:: Exercise aim ::
Lay out each line of the entries below as a row in a Markdown table with two columns, No. and Line. No. holds the row number and Line holds the line. Omit blank lines.

━━━━━━━━━━━━━━━━━━━━━━━━━━━━━━

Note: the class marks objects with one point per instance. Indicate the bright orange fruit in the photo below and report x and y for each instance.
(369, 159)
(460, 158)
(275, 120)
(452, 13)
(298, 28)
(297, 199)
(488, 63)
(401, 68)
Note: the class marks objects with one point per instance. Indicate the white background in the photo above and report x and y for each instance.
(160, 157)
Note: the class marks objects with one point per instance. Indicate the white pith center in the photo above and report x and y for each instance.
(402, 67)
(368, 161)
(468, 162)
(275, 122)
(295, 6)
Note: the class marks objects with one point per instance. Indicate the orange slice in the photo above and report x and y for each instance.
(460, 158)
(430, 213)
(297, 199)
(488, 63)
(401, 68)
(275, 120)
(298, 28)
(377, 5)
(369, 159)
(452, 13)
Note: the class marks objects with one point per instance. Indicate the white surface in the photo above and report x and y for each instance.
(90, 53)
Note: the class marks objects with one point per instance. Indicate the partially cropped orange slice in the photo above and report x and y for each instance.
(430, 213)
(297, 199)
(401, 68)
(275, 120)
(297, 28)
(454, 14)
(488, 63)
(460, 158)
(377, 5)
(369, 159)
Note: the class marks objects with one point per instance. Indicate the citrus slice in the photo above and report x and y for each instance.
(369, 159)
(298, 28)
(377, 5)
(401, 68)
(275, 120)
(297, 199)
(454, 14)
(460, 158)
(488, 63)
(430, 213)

━━━━━━━━━━━━━━━━━━━━━━━━━━━━━━

:: Expected answer ::
| No. | Line |
|---|---|
| 1 | Note: the class marks objects with one point per instance. Indicate the bright orange fruit in the photo below and report x and y for each instance. |
| 2 | (369, 159) |
| 3 | (460, 158) |
| 4 | (275, 120) |
| 5 | (452, 13) |
| 6 | (298, 28) |
| 7 | (297, 199) |
| 8 | (488, 63) |
| 9 | (401, 68) |
| 10 | Note: the class marks objects with one point per instance. Indicate the white background in the photo above and report x and y for each instance. |
| 11 | (160, 157) |
| 12 | Note: the class marks objects with one point per instance. Indicate the white pith center in the photo above and report x and y for each instance. |
| 13 | (402, 67) |
| 14 | (368, 161) |
| 15 | (468, 162) |
| 16 | (275, 122) |
| 17 | (295, 6) |
| 18 | Note: the class marks objects with one point per instance. Indicate the orange slice in the photo above and report x and y for each instance. |
| 19 | (460, 158) |
| 20 | (430, 213) |
| 21 | (297, 199) |
| 22 | (488, 63) |
| 23 | (401, 68) |
| 24 | (275, 120) |
| 25 | (298, 28) |
| 26 | (377, 5) |
| 27 | (369, 159) |
| 28 | (452, 13) |
| 29 | Note: the class marks objects with one point per instance. Indicate the white surface in the photo above and report x and y for each instance. |
| 30 | (90, 53) |
| 31 | Note: the class marks objects with one point per instance. Indicate the partially cropped orange slice in the photo above and report x and y for each instance. |
| 32 | (430, 213) |
| 33 | (297, 199) |
| 34 | (401, 68) |
| 35 | (275, 120) |
| 36 | (297, 28) |
| 37 | (454, 14) |
| 38 | (488, 63) |
| 39 | (460, 158) |
| 40 | (377, 5) |
| 41 | (369, 159) |
| 42 | Note: the class marks objects with one point per instance. Indicate the citrus slice in the photo above and report x and y for each instance. |
| 43 | (369, 159) |
| 44 | (298, 28) |
| 45 | (377, 5) |
| 46 | (401, 68) |
| 47 | (275, 120) |
| 48 | (297, 199) |
| 49 | (454, 14) |
| 50 | (460, 158) |
| 51 | (488, 63) |
| 52 | (430, 213) |